SOURCE ::
+ + + +
0

I'm very new to python and programming in general but have enrolled in a few courses to improve my knowledge. It seems it's quite important to have a 'goal' in mind when learning and one of mine is to successfully scrape and manipulate sports data.

I would like to scrape the results from https://www.britishhorseracing.com/racing/results/ but it looks like it's dynamically loading data via JS:

There looks to be a LOT of data here, results going back ~20 years plus multiple races for each racecourse on the day. From what I've read, selenium and beautifulsoup may offer some solutions here but before I start experimenting I wanted to check with you guys how realistic this goal is/ whether it's even achivable with how the website is structing the data and some pointers for how to get started?

Any help would be hugely appreciated.

Thanks

M. Sprout
  • 45
  • 7
  • Yes, selenium and beautifulsoup will make this data fairly easy to extract. Go through some tutorials and give it a try. – Alex Hall Mar 19 '18 at 13:59
  • i would suggest starting with smaller / easier projects and then expanding, maybe create a little html site your self and try to scrape that first – Pizza lord - on strike Mar 19 '18 at 14:05

1 Answers1

0

I'm not too familiar with Selenium or BeautifulSoup, but there are other JavaScript related web scrapers. Some I know are NightmareJS, PhantomJS, and ZombieJS (All horror related haha). NightmareJS runs off of and electron Chromium instance, PhantomJS is a javascript wrapper for selenium, and zombiejs is a raw node solution. I personally would recommend using NightmareJS.
+ + + +
TASK LIST ::
- A) According to the thread on scraping horse racing results, which scraper does the person answering personally recommend?
- B) Carry on the thread on scraping horse racing results, beginning after its final sentence.

DATA EXTRACT ::
+ + + +
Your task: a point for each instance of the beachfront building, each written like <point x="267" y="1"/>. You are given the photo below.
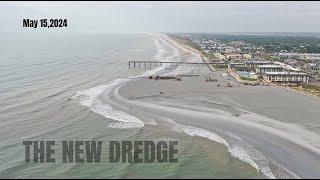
<point x="285" y="77"/>
<point x="257" y="63"/>
<point x="268" y="68"/>
<point x="246" y="56"/>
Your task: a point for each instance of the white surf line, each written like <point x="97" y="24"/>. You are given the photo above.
<point x="253" y="124"/>
<point x="290" y="137"/>
<point x="236" y="151"/>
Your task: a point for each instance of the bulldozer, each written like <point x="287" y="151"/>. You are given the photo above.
<point x="229" y="84"/>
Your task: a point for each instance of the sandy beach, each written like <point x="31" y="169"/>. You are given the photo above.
<point x="277" y="129"/>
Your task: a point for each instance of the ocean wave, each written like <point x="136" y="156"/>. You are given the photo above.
<point x="240" y="149"/>
<point x="90" y="97"/>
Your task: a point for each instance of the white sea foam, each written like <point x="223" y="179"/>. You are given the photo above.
<point x="237" y="147"/>
<point x="90" y="97"/>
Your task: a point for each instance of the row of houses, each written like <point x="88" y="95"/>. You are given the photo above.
<point x="272" y="71"/>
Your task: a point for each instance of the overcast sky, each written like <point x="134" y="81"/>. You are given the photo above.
<point x="132" y="17"/>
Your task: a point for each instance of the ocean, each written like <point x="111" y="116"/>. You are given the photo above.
<point x="55" y="87"/>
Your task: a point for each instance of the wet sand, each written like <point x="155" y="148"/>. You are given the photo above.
<point x="275" y="130"/>
<point x="281" y="124"/>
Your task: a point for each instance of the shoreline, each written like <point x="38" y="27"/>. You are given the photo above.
<point x="261" y="115"/>
<point x="204" y="59"/>
<point x="195" y="51"/>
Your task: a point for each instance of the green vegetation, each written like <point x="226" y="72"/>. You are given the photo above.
<point x="312" y="87"/>
<point x="220" y="66"/>
<point x="248" y="79"/>
<point x="275" y="43"/>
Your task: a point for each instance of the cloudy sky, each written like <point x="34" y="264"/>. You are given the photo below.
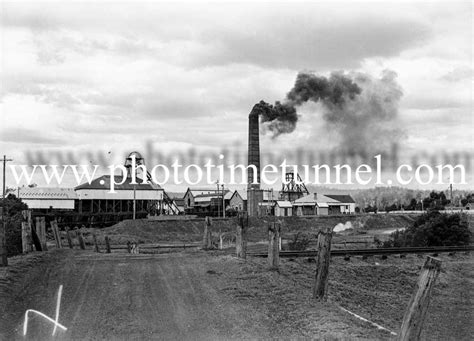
<point x="109" y="76"/>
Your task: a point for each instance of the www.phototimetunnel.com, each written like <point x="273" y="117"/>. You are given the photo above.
<point x="236" y="170"/>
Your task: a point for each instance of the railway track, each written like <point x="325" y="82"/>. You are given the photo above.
<point x="368" y="252"/>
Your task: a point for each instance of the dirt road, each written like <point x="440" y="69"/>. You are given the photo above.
<point x="114" y="296"/>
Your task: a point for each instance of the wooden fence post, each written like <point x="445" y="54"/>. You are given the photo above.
<point x="3" y="240"/>
<point x="273" y="245"/>
<point x="96" y="245"/>
<point x="68" y="236"/>
<point x="81" y="240"/>
<point x="57" y="236"/>
<point x="241" y="235"/>
<point x="419" y="302"/>
<point x="206" y="241"/>
<point x="107" y="244"/>
<point x="322" y="264"/>
<point x="26" y="231"/>
<point x="41" y="232"/>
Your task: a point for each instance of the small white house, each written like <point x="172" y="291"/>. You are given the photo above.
<point x="46" y="198"/>
<point x="283" y="208"/>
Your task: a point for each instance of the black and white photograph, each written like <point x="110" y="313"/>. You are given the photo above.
<point x="236" y="170"/>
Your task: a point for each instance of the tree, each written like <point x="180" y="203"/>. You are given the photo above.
<point x="433" y="229"/>
<point x="13" y="219"/>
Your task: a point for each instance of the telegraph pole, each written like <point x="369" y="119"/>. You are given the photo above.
<point x="223" y="202"/>
<point x="3" y="246"/>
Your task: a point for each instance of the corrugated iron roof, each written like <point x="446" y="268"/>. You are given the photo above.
<point x="344" y="198"/>
<point x="103" y="183"/>
<point x="284" y="204"/>
<point x="40" y="193"/>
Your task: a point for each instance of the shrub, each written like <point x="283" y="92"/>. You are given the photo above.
<point x="433" y="229"/>
<point x="300" y="242"/>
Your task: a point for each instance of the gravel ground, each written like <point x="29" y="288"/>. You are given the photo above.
<point x="198" y="295"/>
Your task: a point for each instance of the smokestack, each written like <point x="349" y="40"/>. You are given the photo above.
<point x="254" y="149"/>
<point x="254" y="194"/>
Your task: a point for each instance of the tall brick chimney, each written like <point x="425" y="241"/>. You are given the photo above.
<point x="254" y="193"/>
+ + + +
RESPONSES ::
- A) NightmareJS.

- B)
However if you need to run NightmareJS on a server that is a whole different ball park. NightmareJS requires there to be graphics interface. There are modules that allow NightmareJS to be ran on a terminal instance however. If would would rather avoid that, then you should be fine installing PhantomJS on the server and use that.

With nightmare JS there is a scroll option that probably would trigger the rest of the data to load.

Here is an issue found of github. Some solutions are provided there.

If you would rather still use something like selenium or python, I'm pretty sure there ought to be some documentation describing how to scroll a page.

I was originally going to say you could use the API network call that BHA does by looking in the developer network tools, however looking at the API quick you need some authentication with the API.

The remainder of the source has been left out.